▶ **Your task**
Please reproduce word for word everything in the items below, from the line containing "Where can the blue surgical" down to the end of the items.

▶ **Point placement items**
<<<<
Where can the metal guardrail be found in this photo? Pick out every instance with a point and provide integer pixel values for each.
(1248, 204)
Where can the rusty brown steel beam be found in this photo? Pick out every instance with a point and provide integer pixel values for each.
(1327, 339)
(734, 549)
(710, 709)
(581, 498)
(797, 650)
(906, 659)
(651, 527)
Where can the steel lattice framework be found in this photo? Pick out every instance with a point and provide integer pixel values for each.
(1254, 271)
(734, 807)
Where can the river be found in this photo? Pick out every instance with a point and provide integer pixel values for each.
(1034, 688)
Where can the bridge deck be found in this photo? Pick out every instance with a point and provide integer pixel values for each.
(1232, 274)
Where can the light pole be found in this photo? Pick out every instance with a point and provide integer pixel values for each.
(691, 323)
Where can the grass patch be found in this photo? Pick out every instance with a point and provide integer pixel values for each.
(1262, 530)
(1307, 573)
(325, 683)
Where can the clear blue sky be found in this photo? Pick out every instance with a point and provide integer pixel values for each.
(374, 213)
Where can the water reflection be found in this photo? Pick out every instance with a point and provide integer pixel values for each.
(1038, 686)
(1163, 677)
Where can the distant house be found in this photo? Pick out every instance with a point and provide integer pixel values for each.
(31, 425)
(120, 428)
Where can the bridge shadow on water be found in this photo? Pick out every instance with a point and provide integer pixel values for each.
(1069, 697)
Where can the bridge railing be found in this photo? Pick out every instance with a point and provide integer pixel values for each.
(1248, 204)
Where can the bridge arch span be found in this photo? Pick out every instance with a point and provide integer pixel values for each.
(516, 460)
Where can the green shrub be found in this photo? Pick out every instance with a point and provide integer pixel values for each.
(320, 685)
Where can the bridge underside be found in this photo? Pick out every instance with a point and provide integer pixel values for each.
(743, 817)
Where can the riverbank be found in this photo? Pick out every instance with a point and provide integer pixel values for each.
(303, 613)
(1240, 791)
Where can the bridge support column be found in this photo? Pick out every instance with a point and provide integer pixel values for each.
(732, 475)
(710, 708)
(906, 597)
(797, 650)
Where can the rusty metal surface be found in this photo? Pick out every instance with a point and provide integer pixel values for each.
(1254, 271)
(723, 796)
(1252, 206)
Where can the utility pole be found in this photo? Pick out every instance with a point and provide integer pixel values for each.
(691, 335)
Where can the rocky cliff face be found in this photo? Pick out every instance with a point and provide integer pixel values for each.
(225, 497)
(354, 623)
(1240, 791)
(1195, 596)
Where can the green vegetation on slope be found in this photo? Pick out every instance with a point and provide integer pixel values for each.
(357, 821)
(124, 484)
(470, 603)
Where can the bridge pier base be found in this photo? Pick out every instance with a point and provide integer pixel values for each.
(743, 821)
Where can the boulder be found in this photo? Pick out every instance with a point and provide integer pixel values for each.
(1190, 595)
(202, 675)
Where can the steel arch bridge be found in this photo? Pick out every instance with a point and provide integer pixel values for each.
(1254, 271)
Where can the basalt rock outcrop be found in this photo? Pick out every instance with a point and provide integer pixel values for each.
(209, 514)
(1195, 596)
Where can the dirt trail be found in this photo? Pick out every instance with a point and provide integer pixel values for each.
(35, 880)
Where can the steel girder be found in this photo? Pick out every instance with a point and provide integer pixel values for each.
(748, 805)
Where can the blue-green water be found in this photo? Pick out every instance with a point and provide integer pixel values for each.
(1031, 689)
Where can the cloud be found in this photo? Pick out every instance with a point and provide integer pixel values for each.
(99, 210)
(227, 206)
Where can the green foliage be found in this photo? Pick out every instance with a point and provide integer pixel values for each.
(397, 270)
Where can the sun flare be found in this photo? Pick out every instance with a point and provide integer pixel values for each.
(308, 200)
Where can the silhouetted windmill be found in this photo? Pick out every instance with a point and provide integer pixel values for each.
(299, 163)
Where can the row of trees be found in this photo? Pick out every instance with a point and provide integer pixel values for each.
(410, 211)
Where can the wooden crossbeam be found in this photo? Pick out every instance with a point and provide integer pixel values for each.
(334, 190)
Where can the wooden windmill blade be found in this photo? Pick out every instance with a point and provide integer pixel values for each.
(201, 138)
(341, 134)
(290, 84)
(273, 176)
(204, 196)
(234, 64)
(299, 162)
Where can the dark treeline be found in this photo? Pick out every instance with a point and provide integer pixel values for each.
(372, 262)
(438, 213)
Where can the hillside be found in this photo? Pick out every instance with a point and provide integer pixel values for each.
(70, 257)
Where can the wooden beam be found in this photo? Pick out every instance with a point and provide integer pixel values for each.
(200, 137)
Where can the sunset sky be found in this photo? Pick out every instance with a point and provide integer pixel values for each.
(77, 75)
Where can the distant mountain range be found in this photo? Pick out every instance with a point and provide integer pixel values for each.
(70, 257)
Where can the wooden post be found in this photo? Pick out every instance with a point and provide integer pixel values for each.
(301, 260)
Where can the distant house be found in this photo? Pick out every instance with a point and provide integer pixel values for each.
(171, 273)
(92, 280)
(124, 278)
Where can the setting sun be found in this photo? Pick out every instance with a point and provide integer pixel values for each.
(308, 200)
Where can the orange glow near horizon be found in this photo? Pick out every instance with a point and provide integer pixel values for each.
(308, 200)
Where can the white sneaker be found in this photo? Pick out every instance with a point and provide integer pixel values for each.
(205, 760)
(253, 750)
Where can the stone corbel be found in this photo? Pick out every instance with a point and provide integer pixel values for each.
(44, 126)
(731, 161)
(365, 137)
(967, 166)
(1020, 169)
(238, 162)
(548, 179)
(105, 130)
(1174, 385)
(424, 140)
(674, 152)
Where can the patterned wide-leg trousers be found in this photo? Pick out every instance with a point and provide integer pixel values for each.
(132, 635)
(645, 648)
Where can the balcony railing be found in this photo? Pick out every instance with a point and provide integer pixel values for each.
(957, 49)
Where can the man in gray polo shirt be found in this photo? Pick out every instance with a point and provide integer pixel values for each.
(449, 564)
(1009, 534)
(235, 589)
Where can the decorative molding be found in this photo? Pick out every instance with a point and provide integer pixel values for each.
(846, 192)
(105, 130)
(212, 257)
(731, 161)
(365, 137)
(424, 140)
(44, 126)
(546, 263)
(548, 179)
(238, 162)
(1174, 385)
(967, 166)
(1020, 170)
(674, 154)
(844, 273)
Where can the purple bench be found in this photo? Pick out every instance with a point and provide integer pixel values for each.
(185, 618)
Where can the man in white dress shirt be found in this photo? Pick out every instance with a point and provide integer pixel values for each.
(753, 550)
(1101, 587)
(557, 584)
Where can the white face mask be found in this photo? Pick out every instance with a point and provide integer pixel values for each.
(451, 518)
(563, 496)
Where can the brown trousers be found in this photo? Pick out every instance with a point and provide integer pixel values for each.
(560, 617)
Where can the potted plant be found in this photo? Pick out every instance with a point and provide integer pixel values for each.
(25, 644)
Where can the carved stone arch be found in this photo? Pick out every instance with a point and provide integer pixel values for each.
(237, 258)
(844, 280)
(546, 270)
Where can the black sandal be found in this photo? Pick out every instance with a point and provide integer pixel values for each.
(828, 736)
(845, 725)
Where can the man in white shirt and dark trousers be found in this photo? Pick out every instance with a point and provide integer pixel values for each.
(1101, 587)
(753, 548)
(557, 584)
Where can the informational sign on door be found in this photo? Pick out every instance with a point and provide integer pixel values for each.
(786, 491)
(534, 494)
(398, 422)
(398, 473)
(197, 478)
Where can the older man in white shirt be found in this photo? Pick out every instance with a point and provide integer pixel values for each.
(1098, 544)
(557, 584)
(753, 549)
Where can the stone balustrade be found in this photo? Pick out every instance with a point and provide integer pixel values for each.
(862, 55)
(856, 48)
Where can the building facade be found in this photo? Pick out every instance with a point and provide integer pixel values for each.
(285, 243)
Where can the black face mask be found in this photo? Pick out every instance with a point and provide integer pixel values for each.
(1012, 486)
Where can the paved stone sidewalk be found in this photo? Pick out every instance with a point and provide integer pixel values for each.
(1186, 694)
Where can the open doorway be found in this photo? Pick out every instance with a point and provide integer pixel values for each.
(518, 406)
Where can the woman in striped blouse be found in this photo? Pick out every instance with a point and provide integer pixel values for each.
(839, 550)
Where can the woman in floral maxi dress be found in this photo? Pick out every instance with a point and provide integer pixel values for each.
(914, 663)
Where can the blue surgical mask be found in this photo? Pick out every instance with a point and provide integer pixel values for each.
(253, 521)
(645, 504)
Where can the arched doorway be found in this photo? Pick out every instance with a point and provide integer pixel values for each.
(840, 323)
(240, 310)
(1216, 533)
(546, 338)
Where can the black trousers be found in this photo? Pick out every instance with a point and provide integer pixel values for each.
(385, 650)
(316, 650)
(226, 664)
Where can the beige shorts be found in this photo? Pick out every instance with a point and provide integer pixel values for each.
>>>>
▶ **Written reply**
Where can the blue surgical mask be found in this photo? Pick out every instance with a point and provide integer pixel values for each.
(253, 521)
(645, 504)
Where can the arched doorway be found in this photo? Pick out every instance with a point and provide integer pixel values for each.
(840, 323)
(240, 310)
(1216, 533)
(546, 338)
Where can the black trousers be found in this photo? Pick out every instance with a point and provide integer pixel values for each.
(385, 650)
(316, 650)
(226, 664)
Where can the beige shorts be found in this photo? Pick out every instance with a point and provide integer pixel values for each.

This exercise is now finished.